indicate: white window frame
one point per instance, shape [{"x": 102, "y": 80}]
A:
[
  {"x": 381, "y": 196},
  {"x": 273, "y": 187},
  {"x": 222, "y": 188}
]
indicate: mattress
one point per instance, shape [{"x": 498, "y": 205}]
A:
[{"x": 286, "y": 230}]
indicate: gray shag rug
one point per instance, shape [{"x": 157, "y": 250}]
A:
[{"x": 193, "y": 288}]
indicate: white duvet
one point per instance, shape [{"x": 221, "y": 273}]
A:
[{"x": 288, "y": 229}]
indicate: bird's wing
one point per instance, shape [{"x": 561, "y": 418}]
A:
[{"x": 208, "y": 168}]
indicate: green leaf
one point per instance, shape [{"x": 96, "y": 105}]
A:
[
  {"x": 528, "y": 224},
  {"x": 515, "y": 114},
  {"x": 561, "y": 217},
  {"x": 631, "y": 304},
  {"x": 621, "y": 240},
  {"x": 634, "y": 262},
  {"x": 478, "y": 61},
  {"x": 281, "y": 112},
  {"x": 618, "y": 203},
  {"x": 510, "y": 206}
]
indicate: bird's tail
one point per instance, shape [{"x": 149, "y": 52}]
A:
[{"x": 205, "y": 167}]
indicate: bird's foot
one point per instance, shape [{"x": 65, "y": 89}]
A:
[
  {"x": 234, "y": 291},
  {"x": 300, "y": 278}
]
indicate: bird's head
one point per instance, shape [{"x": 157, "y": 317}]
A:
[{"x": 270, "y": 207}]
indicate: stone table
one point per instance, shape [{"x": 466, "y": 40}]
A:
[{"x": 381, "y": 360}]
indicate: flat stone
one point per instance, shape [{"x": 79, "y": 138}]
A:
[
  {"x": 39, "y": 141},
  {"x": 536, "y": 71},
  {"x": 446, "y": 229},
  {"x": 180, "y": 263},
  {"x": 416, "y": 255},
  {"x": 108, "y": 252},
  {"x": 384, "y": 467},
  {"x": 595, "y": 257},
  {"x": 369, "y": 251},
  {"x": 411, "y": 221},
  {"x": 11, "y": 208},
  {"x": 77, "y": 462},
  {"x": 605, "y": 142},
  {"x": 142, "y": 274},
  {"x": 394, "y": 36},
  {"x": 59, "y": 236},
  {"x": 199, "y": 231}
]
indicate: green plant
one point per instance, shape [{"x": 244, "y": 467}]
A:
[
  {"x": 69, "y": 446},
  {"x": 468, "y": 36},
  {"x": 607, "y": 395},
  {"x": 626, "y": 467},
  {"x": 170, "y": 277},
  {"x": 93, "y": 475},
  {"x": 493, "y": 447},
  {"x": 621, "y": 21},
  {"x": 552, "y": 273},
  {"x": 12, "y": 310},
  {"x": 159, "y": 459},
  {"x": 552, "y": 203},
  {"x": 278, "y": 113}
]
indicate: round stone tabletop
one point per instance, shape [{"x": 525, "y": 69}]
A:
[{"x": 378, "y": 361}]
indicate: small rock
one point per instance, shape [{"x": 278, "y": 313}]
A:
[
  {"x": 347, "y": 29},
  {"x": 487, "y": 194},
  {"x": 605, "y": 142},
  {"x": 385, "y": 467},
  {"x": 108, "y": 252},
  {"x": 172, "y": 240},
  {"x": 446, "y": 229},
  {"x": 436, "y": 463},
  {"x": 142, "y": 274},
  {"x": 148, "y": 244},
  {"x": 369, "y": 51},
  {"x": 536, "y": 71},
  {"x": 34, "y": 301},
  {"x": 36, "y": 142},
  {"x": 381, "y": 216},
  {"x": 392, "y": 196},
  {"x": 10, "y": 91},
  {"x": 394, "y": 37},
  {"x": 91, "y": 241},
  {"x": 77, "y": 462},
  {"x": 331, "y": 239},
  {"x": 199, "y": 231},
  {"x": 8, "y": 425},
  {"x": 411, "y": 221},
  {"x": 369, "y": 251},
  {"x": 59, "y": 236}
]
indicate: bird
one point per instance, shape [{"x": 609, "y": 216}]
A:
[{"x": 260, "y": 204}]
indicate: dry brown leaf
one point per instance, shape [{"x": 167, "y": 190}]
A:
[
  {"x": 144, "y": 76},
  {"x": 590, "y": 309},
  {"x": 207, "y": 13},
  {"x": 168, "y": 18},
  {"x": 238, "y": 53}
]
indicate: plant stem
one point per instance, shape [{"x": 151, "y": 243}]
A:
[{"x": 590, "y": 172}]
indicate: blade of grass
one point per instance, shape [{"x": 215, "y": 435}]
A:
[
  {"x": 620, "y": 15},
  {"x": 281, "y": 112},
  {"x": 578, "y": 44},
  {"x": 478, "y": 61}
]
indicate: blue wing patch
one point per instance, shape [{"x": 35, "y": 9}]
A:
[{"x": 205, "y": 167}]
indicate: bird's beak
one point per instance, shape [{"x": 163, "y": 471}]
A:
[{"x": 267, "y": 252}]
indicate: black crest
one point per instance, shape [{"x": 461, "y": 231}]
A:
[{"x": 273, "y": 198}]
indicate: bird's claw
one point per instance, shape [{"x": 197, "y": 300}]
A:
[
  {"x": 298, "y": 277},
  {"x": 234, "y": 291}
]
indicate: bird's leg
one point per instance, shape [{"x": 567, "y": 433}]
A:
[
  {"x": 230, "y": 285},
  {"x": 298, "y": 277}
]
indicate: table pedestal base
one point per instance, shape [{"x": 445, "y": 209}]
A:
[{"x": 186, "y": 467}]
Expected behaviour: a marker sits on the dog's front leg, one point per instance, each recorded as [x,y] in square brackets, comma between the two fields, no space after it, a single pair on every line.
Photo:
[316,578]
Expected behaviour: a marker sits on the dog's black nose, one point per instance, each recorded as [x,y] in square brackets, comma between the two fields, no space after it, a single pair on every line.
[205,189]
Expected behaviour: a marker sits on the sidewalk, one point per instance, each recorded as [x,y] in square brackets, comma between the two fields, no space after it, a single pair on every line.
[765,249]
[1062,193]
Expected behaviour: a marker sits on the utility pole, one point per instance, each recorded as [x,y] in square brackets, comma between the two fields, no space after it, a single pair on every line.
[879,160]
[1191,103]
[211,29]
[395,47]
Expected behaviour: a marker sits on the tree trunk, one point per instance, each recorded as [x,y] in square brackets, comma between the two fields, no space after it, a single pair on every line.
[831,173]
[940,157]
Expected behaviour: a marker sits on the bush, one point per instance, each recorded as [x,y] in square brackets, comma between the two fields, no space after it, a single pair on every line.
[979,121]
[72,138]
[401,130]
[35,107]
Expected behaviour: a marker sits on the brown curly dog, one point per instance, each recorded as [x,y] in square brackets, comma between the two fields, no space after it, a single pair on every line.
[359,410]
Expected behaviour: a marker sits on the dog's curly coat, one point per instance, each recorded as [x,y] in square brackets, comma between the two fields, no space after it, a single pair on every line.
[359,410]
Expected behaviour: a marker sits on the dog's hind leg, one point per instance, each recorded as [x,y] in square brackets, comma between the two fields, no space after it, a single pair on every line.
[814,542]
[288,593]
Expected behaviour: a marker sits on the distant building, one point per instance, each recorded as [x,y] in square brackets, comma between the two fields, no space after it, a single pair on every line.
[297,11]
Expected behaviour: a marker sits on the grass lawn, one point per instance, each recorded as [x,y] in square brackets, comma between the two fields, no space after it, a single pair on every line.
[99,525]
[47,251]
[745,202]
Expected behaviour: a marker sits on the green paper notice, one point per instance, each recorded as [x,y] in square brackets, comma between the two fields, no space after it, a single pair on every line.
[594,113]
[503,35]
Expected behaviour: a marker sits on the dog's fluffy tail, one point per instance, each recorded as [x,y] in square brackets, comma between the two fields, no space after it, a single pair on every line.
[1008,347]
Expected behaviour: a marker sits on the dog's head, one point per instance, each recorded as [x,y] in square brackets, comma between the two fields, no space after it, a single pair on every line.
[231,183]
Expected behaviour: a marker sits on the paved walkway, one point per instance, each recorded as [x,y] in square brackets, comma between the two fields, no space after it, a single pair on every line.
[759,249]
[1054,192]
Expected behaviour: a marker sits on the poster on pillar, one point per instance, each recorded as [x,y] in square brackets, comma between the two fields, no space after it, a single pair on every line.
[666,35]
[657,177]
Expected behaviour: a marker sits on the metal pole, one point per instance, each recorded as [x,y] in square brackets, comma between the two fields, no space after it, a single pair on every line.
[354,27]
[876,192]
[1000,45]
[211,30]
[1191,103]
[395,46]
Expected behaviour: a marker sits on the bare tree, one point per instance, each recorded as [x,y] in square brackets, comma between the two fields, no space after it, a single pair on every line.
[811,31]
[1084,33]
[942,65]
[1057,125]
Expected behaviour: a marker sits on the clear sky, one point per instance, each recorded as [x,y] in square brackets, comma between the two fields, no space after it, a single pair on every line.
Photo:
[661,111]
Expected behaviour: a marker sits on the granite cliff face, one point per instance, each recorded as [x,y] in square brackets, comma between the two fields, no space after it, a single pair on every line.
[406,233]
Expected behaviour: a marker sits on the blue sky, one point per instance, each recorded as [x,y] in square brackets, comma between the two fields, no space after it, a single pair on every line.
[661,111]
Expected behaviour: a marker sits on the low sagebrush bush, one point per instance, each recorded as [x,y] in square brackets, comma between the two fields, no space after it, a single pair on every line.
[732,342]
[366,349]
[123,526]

○ ○ ○ ○

Try it: Sift through the entries and copy every line with "plant".

The answer:
indicate: green plant
indicate: plant stem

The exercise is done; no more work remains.